BEGIN Material provided
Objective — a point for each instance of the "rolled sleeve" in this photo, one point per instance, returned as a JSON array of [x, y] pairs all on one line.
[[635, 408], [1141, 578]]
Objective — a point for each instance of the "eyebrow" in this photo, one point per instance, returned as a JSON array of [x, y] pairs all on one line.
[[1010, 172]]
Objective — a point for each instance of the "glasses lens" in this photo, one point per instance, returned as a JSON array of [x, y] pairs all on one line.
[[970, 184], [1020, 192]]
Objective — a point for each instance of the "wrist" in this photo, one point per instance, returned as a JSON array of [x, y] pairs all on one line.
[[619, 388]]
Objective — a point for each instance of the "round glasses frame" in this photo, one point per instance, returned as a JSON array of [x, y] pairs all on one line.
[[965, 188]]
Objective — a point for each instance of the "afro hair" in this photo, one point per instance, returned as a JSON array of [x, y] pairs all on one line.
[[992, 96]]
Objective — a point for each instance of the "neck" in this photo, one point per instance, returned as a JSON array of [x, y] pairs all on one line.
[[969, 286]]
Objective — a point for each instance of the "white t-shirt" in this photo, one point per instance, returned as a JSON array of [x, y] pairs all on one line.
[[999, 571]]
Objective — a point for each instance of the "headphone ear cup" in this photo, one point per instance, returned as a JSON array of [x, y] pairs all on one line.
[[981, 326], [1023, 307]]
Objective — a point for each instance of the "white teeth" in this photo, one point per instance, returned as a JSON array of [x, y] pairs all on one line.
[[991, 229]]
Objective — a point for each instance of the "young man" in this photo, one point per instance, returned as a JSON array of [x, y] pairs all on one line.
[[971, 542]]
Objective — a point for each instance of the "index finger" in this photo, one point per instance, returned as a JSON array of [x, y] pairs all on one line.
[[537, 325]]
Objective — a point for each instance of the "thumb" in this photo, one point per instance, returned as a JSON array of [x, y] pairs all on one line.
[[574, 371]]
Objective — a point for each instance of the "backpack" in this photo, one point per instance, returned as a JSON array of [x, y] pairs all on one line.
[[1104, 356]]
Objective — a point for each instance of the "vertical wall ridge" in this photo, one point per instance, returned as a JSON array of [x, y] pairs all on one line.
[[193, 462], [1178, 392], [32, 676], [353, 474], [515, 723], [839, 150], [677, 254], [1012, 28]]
END Material provided
Task objective: The task requires that all the material be restated word for word.

Task answer:
Objective — a point for each instance of the "rolled sleeve" in this photo, one point per instance, returned as a JSON array of [x, y] pairs all on one line.
[[635, 408], [1141, 578]]
Objective — a point for each instance of the "eyebrow" in this photo, one point per instance, returned as a JSON array of [x, y] pairs all on one line.
[[1010, 172]]
Objective — a point for each instance of the "glasses lens" in this photo, one point per instance, returned as a JSON array of [x, y] pairs all on one line.
[[970, 184], [1020, 192]]
Objective — a point for each instance of the "wrist" in this photo, one point per instance, returned as a JSON array of [x, y] pairs all on one line.
[[619, 388]]
Objective — a point for each instance of the "round glasses frame" in this photo, one point per instance, returned as a JSON array of [x, y] pairs all on one line.
[[965, 188]]
Objective — a point for each instance of the "afro hair" in this photo, one point per instance, returned as a JSON array of [x, y] pairs all on one line.
[[992, 96]]
Objective — a point for each instance of the "neck" in this photo, one point per instance, returned as a JSON array of [x, y] pairs all on one line.
[[969, 286]]
Objective — a point for each instance of the "white t-shirt" in this photo, one point per instance, returned as a JSON array of [x, y] pairs all on one line.
[[999, 571]]
Objective — a point for each instance of the "headphone ear cup" in this photo, one point per instance, returned as a JSON array of [x, y] pairs all on one line.
[[981, 326], [1023, 307]]
Objective — a point for each instance of the "white teeth" in this photo, one point per instance, returned as a JSON array of [x, y] pairs all on one line.
[[991, 229]]
Objective — a point for each instance of the "young man" in this photo, one point per instance, returned as a JSON array of [x, y] pairs all on one line.
[[971, 542]]
Objective — a point for each instance of the "index finger" in this photo, one point per instance, returned as a JSON array of [x, y] pairs all on one line.
[[537, 325]]
Objective — a point for each instance of the "thumb" in this photo, one point per instance, returned as a JSON array of [x, y] pairs all on one line.
[[574, 371]]
Objective — a point for each instance of the "backpack" in this photo, one point per instance, returned as a JSON array of [x, y] pairs all on one line.
[[1104, 356]]
Objective — a point for each instance of the "vertical wall ridge" in this photo, one point per instance, returned as a JSON array of [x, y] pairs all on one line.
[[193, 462], [1178, 392], [32, 676], [353, 474], [515, 723], [839, 150], [677, 254], [1012, 28]]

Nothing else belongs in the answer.